- Exercise aim: Render every entry exactly as it appears.

----- Source material -----

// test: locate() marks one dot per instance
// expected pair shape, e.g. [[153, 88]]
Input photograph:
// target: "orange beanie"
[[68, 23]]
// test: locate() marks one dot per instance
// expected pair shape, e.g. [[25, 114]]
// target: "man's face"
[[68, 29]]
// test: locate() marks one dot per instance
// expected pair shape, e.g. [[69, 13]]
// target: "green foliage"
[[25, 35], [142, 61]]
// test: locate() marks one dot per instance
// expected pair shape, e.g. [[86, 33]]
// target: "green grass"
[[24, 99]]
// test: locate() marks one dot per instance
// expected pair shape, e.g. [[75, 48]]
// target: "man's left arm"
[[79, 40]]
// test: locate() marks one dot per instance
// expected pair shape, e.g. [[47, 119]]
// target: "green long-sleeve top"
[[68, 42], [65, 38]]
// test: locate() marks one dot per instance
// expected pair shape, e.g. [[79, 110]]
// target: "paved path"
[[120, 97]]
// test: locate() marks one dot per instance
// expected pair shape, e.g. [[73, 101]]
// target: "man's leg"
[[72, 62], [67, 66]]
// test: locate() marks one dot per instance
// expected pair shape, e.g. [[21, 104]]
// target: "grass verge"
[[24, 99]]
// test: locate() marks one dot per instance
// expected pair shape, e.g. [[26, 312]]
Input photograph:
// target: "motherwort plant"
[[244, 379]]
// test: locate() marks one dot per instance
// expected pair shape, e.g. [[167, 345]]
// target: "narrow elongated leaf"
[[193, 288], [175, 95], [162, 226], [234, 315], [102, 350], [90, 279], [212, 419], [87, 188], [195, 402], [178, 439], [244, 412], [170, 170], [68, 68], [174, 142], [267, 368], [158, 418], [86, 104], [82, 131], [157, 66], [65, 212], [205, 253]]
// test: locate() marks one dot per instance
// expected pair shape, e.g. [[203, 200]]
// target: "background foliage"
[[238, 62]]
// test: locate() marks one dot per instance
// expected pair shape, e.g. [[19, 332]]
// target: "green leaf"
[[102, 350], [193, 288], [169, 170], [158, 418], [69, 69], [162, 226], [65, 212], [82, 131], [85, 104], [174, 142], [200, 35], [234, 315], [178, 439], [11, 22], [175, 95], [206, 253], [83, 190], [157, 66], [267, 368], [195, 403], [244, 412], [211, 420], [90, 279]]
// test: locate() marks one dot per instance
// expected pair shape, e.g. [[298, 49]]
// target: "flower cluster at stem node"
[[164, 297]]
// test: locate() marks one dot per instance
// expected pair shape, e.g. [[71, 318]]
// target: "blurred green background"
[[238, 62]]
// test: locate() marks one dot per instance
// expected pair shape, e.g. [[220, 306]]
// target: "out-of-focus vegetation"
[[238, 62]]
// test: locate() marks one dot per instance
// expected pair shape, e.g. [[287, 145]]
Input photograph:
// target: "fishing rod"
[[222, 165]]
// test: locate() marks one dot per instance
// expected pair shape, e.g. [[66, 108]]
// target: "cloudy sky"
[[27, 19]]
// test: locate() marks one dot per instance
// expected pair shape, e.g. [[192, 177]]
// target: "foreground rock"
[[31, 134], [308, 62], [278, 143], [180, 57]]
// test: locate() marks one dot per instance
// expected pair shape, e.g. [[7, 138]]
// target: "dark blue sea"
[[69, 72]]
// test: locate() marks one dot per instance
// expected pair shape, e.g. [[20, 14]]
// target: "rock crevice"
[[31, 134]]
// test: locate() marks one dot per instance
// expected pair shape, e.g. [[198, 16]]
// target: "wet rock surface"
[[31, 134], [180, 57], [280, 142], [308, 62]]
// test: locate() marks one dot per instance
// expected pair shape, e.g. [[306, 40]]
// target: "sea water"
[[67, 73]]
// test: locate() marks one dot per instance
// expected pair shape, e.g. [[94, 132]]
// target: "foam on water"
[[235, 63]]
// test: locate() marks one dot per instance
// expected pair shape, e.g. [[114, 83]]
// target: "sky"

-----

- Solution for this task:
// test: locate() marks one dot per instance
// expected pair shape, e.g. [[153, 88]]
Input photograph:
// target: "orange beanie"
[[68, 23]]
// test: locate() marks one dot per instance
// expected pair shape, e.g. [[25, 114]]
// target: "man's face"
[[68, 29]]
// test: locate() marks one dot per instance
// expected pair shape, e.g. [[69, 13]]
// target: "green foliage"
[[25, 35], [142, 61]]
// test: locate() marks one dot per instance
// expected pair shape, e.g. [[86, 33]]
// target: "green grass"
[[24, 99]]
// test: locate() marks one dot per instance
// expected pair shape, e.g. [[75, 48]]
// target: "man's left arm"
[[79, 40]]
// test: locate() marks one dot per instance
// expected pair shape, e.g. [[47, 119]]
// target: "green long-sleeve top"
[[68, 42], [65, 38]]
// test: locate() marks one dot per instance
// expected pair shape, e.g. [[79, 110]]
// target: "paved path"
[[120, 97]]
// test: locate() marks one dot per instance
// expected pair shape, e.g. [[73, 101]]
// target: "man's leg"
[[72, 62], [67, 66]]
// test: locate() marks one dot per instance
// expected pair shape, e.g. [[21, 104]]
// target: "grass verge"
[[24, 99]]
// test: locate() marks one dot per instance
// expected pair shape, e.g. [[26, 312]]
Input photograph:
// target: "motherwort plant"
[[244, 379]]
// test: locate() marks one dot per instance
// expected pair shape, e.g. [[167, 345]]
// target: "narrow elongated leaf"
[[193, 288], [175, 95], [162, 226], [234, 315], [102, 350], [90, 279], [212, 419], [87, 188], [195, 402], [178, 439], [244, 412], [170, 170], [68, 68], [174, 142], [267, 368], [158, 418], [86, 104], [82, 131], [157, 66], [65, 212], [205, 253]]
// test: locate() marks one dot per instance
// expected pair shape, e.g. [[203, 200]]
// target: "background foliage"
[[238, 62]]
// test: locate() marks one dot per instance
// expected pair shape, e.g. [[19, 332]]
// target: "green leaf"
[[102, 350], [193, 288], [169, 170], [158, 418], [69, 69], [162, 226], [65, 212], [82, 131], [85, 104], [174, 142], [200, 35], [234, 315], [178, 439], [11, 22], [175, 95], [206, 253], [83, 190], [157, 66], [267, 368], [195, 403], [244, 412], [211, 420], [90, 279]]
// test: locate() marks one dot per instance
// expected pair shape, e.g. [[298, 49]]
// target: "flower cluster at stem node"
[[164, 297]]
// test: locate() marks one dot per instance
// expected pair shape, e.g. [[71, 318]]
// target: "blurred green background"
[[238, 62]]
// test: locate() marks one dot per instance
// expected pair shape, e.g. [[220, 306]]
// target: "out-of-focus vegetation"
[[238, 62]]
// test: locate() marks one dot per instance
// expected pair shape, e.g. [[287, 145]]
Input photograph:
// target: "fishing rod"
[[222, 165]]
// test: locate() marks one dot per instance
// expected pair shape, e.g. [[66, 108]]
// target: "cloudy sky"
[[27, 19]]
// test: locate() marks one dot per instance
// expected pair shape, e.g. [[192, 177]]
// target: "foreground rock"
[[31, 134], [308, 62], [278, 143], [180, 57]]
// test: locate() marks one dot per instance
// expected pair shape, e.g. [[7, 138]]
// target: "dark blue sea"
[[69, 72]]
// test: locate() marks one dot per instance
// expected pair shape, e.g. [[20, 14]]
// target: "rock crevice"
[[31, 134]]
// test: locate() marks one dot per instance
// expected pair shape, e.g. [[198, 16]]
// target: "wet rock surface"
[[31, 134], [180, 57], [280, 142], [308, 62]]
// test: locate() marks one dot per instance
// expected pair shape, e.g. [[306, 40]]
// target: "sea water"
[[67, 73]]
// test: locate() marks one dot per instance
// expected pair shape, e.g. [[94, 132]]
// target: "foam on water"
[[235, 63]]
// test: locate() marks one dot per instance
// expected pair shape, e.g. [[114, 83]]
// target: "sky"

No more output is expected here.